Forward-Looking Information

The following discussion may contain forward-looking statements regarding us, our business, prospects and our results of operations that are subject to certain risks and uncertainties posed by many factors and events that could cause our actual business, prospects and results of operations to differ materially from those that may be anticipated by such forward-looking statements. Factors that could cause or contribute to such differences include, but are not limited to, those described in the "Risk Factors" section of our 2008 Form 10-K filed on February 26, 2009. Readers are cautioned not to place undue reliance on these forward-looking statements, which speak only as of the date of this report. We undertake no obligation to revise any forward-looking statements in order to reflect events or circumstances that may subsequently arise. Readers are urged to carefully review and consider the various disclosures made by us in this report and in our other reports filed with the SEC that advise interested parties of the risks and factors that may affect our business.

### DO THIS
Translate this sentence from the forward-looking information passage into Spanish: "Readers are cautioned not to place undue reliance on these forward-looking statements, which speak only as of the date of this report."

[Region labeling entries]
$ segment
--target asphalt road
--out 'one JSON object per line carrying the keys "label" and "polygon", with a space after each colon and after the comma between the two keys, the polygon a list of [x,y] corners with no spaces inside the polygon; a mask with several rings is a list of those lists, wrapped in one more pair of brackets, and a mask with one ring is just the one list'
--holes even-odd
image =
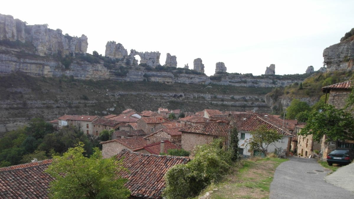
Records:
{"label": "asphalt road", "polygon": [[290,159],[275,170],[269,198],[354,198],[354,192],[325,181],[324,177],[331,171],[316,160]]}

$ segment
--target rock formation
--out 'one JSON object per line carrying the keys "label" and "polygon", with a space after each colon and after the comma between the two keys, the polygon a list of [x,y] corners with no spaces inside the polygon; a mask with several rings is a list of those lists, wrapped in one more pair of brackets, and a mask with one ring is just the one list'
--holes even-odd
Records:
{"label": "rock formation", "polygon": [[122,59],[128,56],[128,51],[120,43],[116,44],[114,41],[107,41],[104,55],[111,58]]}
{"label": "rock formation", "polygon": [[324,62],[327,71],[354,69],[354,40],[350,41],[351,38],[332,45],[323,51]]}
{"label": "rock formation", "polygon": [[216,63],[216,66],[215,67],[215,73],[217,73],[218,72],[226,72],[226,67],[225,66],[224,62],[218,62]]}
{"label": "rock formation", "polygon": [[200,73],[204,73],[204,64],[200,58],[197,58],[193,62],[193,69]]}
{"label": "rock formation", "polygon": [[267,67],[266,69],[265,75],[275,75],[275,64],[271,64],[269,67]]}
{"label": "rock formation", "polygon": [[0,14],[0,40],[25,42],[25,23],[11,15]]}
{"label": "rock formation", "polygon": [[137,55],[140,57],[140,63],[146,64],[150,67],[155,68],[160,66],[160,56],[161,53],[158,52],[137,52],[133,49],[130,50],[129,56],[134,57]]}
{"label": "rock formation", "polygon": [[88,45],[87,37],[84,35],[80,38],[64,35],[60,29],[50,29],[46,24],[27,25],[19,19],[14,19],[12,16],[1,14],[0,40],[29,42],[34,46],[34,52],[42,56],[85,53]]}
{"label": "rock formation", "polygon": [[306,71],[305,72],[306,73],[313,73],[315,72],[315,70],[313,68],[313,67],[312,66],[307,67]]}
{"label": "rock formation", "polygon": [[169,53],[167,53],[166,56],[166,61],[165,65],[169,67],[177,67],[177,57],[173,55],[171,56]]}

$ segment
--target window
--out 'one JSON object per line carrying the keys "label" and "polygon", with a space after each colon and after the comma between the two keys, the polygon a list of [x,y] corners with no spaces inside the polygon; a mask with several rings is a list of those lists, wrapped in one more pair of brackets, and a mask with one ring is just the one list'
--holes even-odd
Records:
{"label": "window", "polygon": [[241,140],[245,140],[245,133],[241,133]]}

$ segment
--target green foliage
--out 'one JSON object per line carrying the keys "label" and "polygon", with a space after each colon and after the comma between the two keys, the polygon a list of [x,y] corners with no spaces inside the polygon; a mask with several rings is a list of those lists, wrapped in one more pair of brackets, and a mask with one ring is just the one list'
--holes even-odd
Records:
{"label": "green foliage", "polygon": [[350,113],[326,104],[320,112],[309,114],[307,124],[298,134],[312,135],[317,142],[325,135],[327,141],[354,140],[354,118]]}
{"label": "green foliage", "polygon": [[196,146],[194,159],[167,171],[165,176],[164,196],[168,198],[187,198],[198,195],[212,182],[219,180],[232,163],[232,155],[220,147],[223,142],[216,139],[210,144]]}
{"label": "green foliage", "polygon": [[286,109],[286,118],[288,119],[294,119],[300,112],[309,110],[310,106],[304,102],[301,102],[298,99],[294,99],[291,101],[290,106]]}
{"label": "green foliage", "polygon": [[184,117],[185,117],[185,115],[184,114],[184,113],[183,112],[181,112],[178,115],[178,118],[183,118]]}
{"label": "green foliage", "polygon": [[187,157],[189,156],[190,152],[185,150],[183,149],[169,149],[167,150],[167,154],[174,156]]}
{"label": "green foliage", "polygon": [[125,170],[122,160],[103,159],[101,152],[94,149],[90,158],[83,155],[79,143],[62,156],[55,156],[46,172],[56,178],[50,183],[52,198],[126,198],[130,192],[124,186],[126,179],[116,172]]}
{"label": "green foliage", "polygon": [[268,129],[265,125],[260,126],[251,132],[252,137],[246,141],[246,145],[249,145],[252,150],[261,150],[264,154],[269,145],[278,142],[283,136],[275,130]]}
{"label": "green foliage", "polygon": [[238,157],[239,136],[237,129],[234,127],[230,132],[230,152],[232,154],[231,159],[233,161],[237,160]]}
{"label": "green foliage", "polygon": [[169,118],[170,119],[176,119],[176,116],[175,115],[175,113],[171,113],[169,115]]}

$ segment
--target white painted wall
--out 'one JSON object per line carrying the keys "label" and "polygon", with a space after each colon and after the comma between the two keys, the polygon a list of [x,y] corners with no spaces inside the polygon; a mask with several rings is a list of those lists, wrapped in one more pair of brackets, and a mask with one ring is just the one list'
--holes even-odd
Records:
{"label": "white painted wall", "polygon": [[[245,140],[241,139],[241,133],[245,133]],[[248,152],[248,150],[250,149],[250,146],[247,146],[246,147],[245,143],[245,141],[251,137],[252,136],[251,135],[251,133],[249,132],[239,131],[239,148],[244,149],[244,155],[252,155],[251,153]],[[270,144],[268,146],[267,152],[269,153],[274,152],[276,146],[278,148],[281,147],[282,150],[286,149],[287,147],[288,142],[289,141],[289,138],[290,137],[289,137],[283,136],[282,138],[279,140],[279,142]]]}

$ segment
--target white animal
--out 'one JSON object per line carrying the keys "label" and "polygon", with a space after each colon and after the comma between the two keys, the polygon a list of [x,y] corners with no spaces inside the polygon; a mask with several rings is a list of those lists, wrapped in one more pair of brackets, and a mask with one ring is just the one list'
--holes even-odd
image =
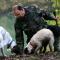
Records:
{"label": "white animal", "polygon": [[[25,54],[36,53],[39,49],[46,50],[46,46],[49,44],[50,51],[53,51],[54,45],[54,35],[49,29],[41,29],[36,34],[33,35],[30,42],[24,49]],[[45,52],[44,50],[44,52]]]}
{"label": "white animal", "polygon": [[10,45],[12,49],[14,46],[16,46],[16,42],[13,41],[9,32],[7,32],[2,26],[0,26],[0,49],[3,56],[5,56],[4,47],[8,45]]}

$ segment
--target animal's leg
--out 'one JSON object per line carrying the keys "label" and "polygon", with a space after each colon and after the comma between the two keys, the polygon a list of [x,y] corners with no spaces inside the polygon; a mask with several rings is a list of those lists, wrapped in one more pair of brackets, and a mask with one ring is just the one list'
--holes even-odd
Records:
{"label": "animal's leg", "polygon": [[1,48],[2,55],[4,56],[3,48]]}
{"label": "animal's leg", "polygon": [[38,51],[39,49],[42,49],[42,44],[39,44],[39,45],[37,46],[37,48],[35,49],[35,54],[37,54],[37,51]]}

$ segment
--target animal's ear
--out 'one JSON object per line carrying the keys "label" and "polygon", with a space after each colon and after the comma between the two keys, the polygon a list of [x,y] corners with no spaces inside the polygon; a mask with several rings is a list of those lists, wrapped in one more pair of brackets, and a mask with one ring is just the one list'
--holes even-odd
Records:
{"label": "animal's ear", "polygon": [[24,53],[27,54],[28,53],[28,48],[24,49]]}

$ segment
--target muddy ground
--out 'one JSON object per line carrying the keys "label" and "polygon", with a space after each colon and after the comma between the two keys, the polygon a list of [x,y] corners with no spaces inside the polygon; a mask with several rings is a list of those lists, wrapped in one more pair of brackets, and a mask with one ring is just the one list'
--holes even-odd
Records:
{"label": "muddy ground", "polygon": [[11,55],[0,57],[0,60],[60,60],[60,52],[47,52],[38,55]]}

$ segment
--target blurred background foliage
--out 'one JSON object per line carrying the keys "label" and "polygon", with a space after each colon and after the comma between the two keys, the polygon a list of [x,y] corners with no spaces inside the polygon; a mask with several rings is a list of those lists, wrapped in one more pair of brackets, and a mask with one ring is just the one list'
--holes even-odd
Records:
{"label": "blurred background foliage", "polygon": [[[60,0],[0,0],[0,26],[10,32],[13,39],[15,39],[15,17],[12,14],[12,6],[15,4],[22,4],[23,6],[37,4],[40,9],[56,10],[57,16],[60,16]],[[56,23],[48,21],[48,24],[55,25]],[[60,22],[58,24],[60,25]]]}

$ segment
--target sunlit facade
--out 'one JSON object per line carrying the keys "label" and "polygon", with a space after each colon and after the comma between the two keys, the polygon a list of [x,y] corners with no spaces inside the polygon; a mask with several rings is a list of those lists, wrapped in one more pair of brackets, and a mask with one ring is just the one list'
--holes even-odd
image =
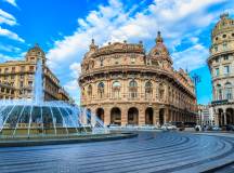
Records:
{"label": "sunlit facade", "polygon": [[234,124],[234,19],[227,13],[220,16],[212,29],[208,65],[216,124]]}
{"label": "sunlit facade", "polygon": [[183,69],[173,69],[160,32],[150,53],[141,41],[99,48],[92,40],[79,85],[81,106],[105,124],[195,122],[194,84]]}

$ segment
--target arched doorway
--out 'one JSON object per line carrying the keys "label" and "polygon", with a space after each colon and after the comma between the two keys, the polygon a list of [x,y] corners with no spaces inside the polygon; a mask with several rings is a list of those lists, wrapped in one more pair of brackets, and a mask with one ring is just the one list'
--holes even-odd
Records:
{"label": "arched doorway", "polygon": [[165,109],[159,109],[159,124],[162,125],[165,123],[164,121],[164,116],[165,115]]}
{"label": "arched doorway", "polygon": [[226,109],[226,124],[234,124],[234,110],[233,110],[233,108]]}
{"label": "arched doorway", "polygon": [[223,123],[224,123],[223,109],[219,109],[218,112],[219,112],[219,115],[218,115],[219,125],[223,125]]}
{"label": "arched doorway", "polygon": [[145,124],[153,124],[154,123],[154,121],[153,121],[153,115],[154,115],[153,108],[148,107],[145,110]]}
{"label": "arched doorway", "polygon": [[128,124],[132,124],[132,125],[139,124],[139,110],[135,107],[131,107],[128,110]]}
{"label": "arched doorway", "polygon": [[110,123],[121,125],[121,110],[118,107],[110,110]]}
{"label": "arched doorway", "polygon": [[104,122],[104,109],[103,108],[96,109],[96,117]]}

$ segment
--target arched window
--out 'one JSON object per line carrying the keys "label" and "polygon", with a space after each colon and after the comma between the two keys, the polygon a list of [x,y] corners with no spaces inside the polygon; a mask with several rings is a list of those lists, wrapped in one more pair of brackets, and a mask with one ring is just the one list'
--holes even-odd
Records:
{"label": "arched window", "polygon": [[222,99],[222,86],[221,84],[217,84],[217,101]]}
{"label": "arched window", "polygon": [[88,86],[88,95],[89,97],[92,96],[92,85],[91,84]]}
{"label": "arched window", "polygon": [[130,98],[138,97],[138,83],[135,82],[135,80],[131,80],[129,82],[129,96]]}
{"label": "arched window", "polygon": [[98,85],[98,95],[100,98],[103,98],[104,97],[104,83],[103,82],[100,82],[99,85]]}
{"label": "arched window", "polygon": [[145,97],[151,98],[153,93],[153,84],[151,81],[145,83]]}
{"label": "arched window", "polygon": [[86,94],[86,89],[84,88],[82,88],[82,92],[81,92],[81,94],[82,94],[82,96],[84,96]]}
{"label": "arched window", "polygon": [[232,99],[232,84],[230,82],[225,83],[225,98]]}
{"label": "arched window", "polygon": [[[159,84],[158,94],[159,94],[159,99],[165,98],[165,85],[164,85],[164,83]],[[172,97],[173,97],[173,94],[172,94]]]}
{"label": "arched window", "polygon": [[113,82],[113,97],[114,98],[120,97],[120,88],[121,88],[121,84],[119,83],[119,81]]}

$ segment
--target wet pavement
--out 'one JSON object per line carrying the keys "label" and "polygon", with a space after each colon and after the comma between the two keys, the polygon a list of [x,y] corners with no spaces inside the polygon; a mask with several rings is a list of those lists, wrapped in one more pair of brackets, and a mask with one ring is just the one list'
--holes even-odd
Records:
{"label": "wet pavement", "polygon": [[232,161],[234,138],[177,132],[140,132],[138,137],[112,142],[0,148],[0,173],[196,173]]}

### EXPECTED ANSWER
Se advierte a los lectores que no depositen una confianza indebida en estas declaraciones prospectivas, que solo son válidas a la fecha de este informe.